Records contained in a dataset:
····················

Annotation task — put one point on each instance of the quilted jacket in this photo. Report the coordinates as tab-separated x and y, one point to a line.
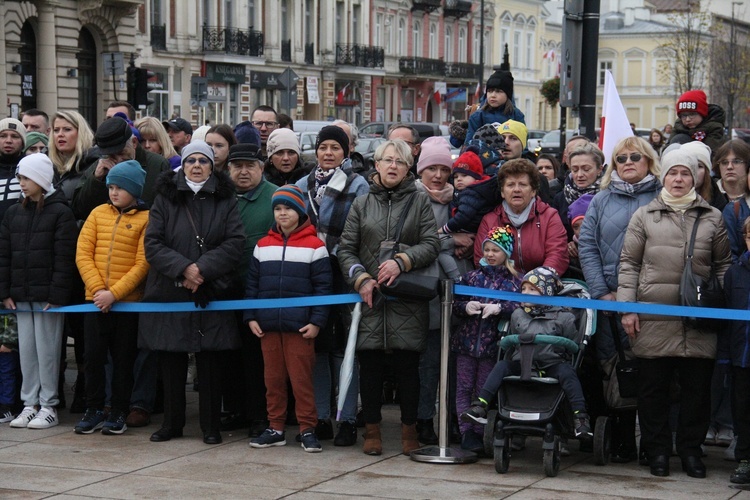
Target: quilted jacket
603	231
110	253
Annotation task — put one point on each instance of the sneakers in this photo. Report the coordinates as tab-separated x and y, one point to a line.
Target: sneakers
23	418
310	442
269	438
115	424
741	474
5	414
582	426
91	421
477	413
46	418
346	436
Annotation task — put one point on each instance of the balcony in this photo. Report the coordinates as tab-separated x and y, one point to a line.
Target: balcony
457	8
350	54
465	71
159	37
233	41
425	5
421	66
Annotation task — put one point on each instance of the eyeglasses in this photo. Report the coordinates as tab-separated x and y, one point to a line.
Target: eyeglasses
265	124
735	162
202	161
634	157
390	161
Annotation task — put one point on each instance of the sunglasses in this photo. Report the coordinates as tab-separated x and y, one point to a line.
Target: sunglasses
634	157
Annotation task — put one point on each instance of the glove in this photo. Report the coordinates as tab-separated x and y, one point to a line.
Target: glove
473	308
490	310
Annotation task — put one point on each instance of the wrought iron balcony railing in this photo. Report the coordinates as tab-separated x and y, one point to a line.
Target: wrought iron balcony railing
421	66
159	36
351	54
233	41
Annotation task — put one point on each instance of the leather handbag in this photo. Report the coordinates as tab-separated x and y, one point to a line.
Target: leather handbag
697	292
417	284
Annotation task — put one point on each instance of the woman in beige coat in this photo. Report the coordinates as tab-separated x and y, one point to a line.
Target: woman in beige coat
651	265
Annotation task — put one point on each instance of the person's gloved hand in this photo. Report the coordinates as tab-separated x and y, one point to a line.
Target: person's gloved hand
473	308
490	310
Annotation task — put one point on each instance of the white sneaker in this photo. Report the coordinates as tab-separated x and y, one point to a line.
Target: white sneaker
46	418
23	418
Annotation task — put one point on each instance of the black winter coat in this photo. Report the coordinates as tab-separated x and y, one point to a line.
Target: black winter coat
37	252
171	246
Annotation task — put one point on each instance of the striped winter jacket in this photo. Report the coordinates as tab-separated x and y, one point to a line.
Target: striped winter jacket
283	267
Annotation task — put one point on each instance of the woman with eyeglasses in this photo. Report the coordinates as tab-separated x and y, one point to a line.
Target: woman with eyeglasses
390	331
329	193
630	182
653	257
731	163
194	243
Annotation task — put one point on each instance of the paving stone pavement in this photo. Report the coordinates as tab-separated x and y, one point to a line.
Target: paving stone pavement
57	463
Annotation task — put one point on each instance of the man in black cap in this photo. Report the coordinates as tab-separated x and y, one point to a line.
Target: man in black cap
180	132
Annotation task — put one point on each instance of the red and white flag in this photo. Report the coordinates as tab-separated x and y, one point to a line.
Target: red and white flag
615	125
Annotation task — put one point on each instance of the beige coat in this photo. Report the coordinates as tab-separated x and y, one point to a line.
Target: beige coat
651	265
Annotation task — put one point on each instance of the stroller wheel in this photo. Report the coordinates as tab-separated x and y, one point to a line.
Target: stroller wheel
502	456
552	459
602	440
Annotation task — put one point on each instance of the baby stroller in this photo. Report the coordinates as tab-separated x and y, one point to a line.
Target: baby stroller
533	405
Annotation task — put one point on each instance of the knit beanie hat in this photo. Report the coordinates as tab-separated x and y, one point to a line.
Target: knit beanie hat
516	128
679	157
502	237
577	209
247	134
129	176
34	137
502	80
333	133
198	147
489	134
280	139
469	164
37	167
693	101
545	280
14	125
291	196
435	151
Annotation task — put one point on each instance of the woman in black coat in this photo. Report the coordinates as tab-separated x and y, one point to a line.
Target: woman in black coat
192	200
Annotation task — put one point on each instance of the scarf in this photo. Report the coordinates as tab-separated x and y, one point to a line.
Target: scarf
573	192
442	196
518	220
678	203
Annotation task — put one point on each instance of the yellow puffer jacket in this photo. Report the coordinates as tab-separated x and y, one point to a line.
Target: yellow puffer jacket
110	253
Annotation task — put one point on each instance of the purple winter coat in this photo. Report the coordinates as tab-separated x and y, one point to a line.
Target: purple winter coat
475	336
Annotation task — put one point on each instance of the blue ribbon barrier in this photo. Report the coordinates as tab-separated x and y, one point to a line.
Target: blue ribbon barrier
608	305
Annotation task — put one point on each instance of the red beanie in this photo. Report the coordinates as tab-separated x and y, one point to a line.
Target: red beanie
693	100
470	164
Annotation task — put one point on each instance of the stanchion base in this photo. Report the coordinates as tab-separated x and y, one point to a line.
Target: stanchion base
438	455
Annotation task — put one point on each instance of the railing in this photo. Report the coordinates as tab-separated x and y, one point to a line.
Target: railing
461	70
421	66
351	54
233	41
159	36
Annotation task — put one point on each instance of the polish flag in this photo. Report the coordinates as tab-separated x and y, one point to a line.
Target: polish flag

····················

Problem to work on :: With pictures excluded, the data must be transcribed in full and to the letter.

The completed task ::
Annotation task — put one point on each instance of the quilted jacket in this photo. Report the coordinates as tab-separated x and y, one point to a line.
Target: quilted jacket
603	231
110	253
Annotation task — put one point on each instance of the sneakers in this photo. Report the coordinates as tab-separated x and y, one point to a line.
Target: sneakers
23	418
310	442
269	438
115	424
741	474
5	414
582	426
91	421
477	413
46	418
346	436
Annotation task — put one point on each instance of the balcony in this photo. Report the coordinates as tab-separated x and y, one point to a line.
Target: balcony
457	8
350	54
465	71
159	37
233	41
425	5
421	66
Annotation task — put one point on each instance of the eyeglasses in this photo. Report the coordinates as tab-separated x and y, one point to a line.
Target: eyeglasses
265	124
735	162
202	161
634	157
390	161
Annotation task — put one point on each instance of the sunglasses in this photo. Report the coordinates as tab-separated x and y, one point to a line.
Target: sunglasses
634	157
Annotation task — put one point on each instance of the glove in this photo. Report the coordinates as tab-separated x and y, one point to a line.
Target: glove
473	308
490	310
Annotation task — put one point on each instance of the wrought iron balcony railing in this photo. Report the coordinates as tab-separated x and y, one point to a line.
Target: wrought iron balcony railing
421	66
159	36
351	54
233	41
Annotation task — put one point on each instance of the leather handbag in this photo. Report the coordinates as tab-separated x and y, one point to a line.
Target: leather handbag
697	292
417	284
Annotation task — put one point on each instance of the woman in beige coat in this photo. Report the coordinates as tab-separated x and y, one point to a line.
Target: woman in beige coat
651	265
Annotation task — put one point on each instance of the person's gloved hand in this photo. Report the coordinates as tab-separated x and y, one point to a line.
Target: person's gloved hand
473	308
490	310
Annotation task — put one point on each instance of the white sneaker in this photo. Report the coordinates as tab-separated x and y, one point to a line.
Target: white sneaker
46	418
23	418
Annotation task — put one point on each instance of the black winter coat in this photo. Report the coordinates as tab-separated x and y, one point to a line.
Target: black winter coat
37	252
171	246
Annotation task — put one point on each instance of the striped winter jacket in this photo. Report the coordinates as tab-separated x and y, one point to a line.
Target: striped winter jacket
283	267
Annotation task — put one point on each instance of the woman with eyeglasses in this photo. Report the coordinates as tab-separated x and y, one point to a line.
Target: woman with eyeglasses
390	331
329	193
630	182
653	257
731	163
194	243
Annotation task — put one point on each instance of the paving stone pavement in this photo. Report the coordinates as tab-separated x and y, one point to a line.
Target: paving stone pavement
57	463
Annotation task — put one point on each instance of the man in black cap in this photo. Report the coordinates as tab-separated x and y, one point to a line.
Target: man in black cap
180	132
Annotation task — put one point on each instance of the red and white flag in this photo. Report the coordinates as tab-separated x and y, one point to a line.
Target: red and white flag
615	125
Annotation task — put one point on each instance of the beige coat in this photo. Report the coordinates as tab-separated x and y, one point to a line.
Target: beige coat
651	265
Annotation task — put one point on each instance of the stroller wheel in this photo. Report the coordinates as tab-separated x and y, one point to a line.
Target: stroller wheel
502	456
552	459
602	440
Annotation task — put one point on each instance of the baby stroller in this photo. Report the coordinates as tab-separated x and y, one point to a line.
Target: baby stroller
533	405
Annotation task — put one point on each instance of the knit beanie hat in this photo. Report the coordinates as tab-separated x and y, one point to a line.
Target: knit beanie hat
516	128
679	157
502	237
577	209
247	134
129	176
34	137
502	80
333	133
198	147
489	134
280	139
469	164
37	167
693	101
545	280
14	125
291	196
435	151
Annotation task — put one point on each instance of the woman in black coat in this photo. Report the coordinates as tab-separated x and y, one point to a line.
Target: woman in black coat
192	200
Annotation task — put one point on each instance of the scarf in this photo. Report the coordinates as tab-separated x and y, one point to a line.
Target: scarf
573	192
442	196
518	220
678	203
Annotation task — put one point on each instance of the yellow puffer jacket in this photo. Report the coordinates as tab-separated x and y, one point to a line.
Target: yellow puffer jacket
110	253
Annotation task — put one point on each instance of the purple winter coat in this photo. Report the coordinates as tab-separated x and y, one point to a line.
Target: purple winter coat
475	336
Annotation task — put one point on each instance of the blue ribbon barrier in this photo. Report the coordinates as tab-separated x and y, one point to a line.
Target: blue ribbon barrier
608	305
Annotation task — put one point on each instance of the red beanie in this photo. Report the coordinates as tab-separated x and y, one point to a line.
Target: red beanie
693	100
470	164
Annotation task — put one point on each instance of the stanchion base in this photo. Report the coordinates as tab-separated x and y, one point to a line.
Target: stanchion base
438	455
Annotation task — put one point on each instance of the railing in this photo. Report the coordinates as tab-separated x and y, one point to a line.
Target: railing
461	70
421	66
351	54
233	41
159	36
Annotation task — put one point on each instance of the polish flag in this photo. Report the coordinates as tab-separated x and y, one point to a line.
Target: polish flag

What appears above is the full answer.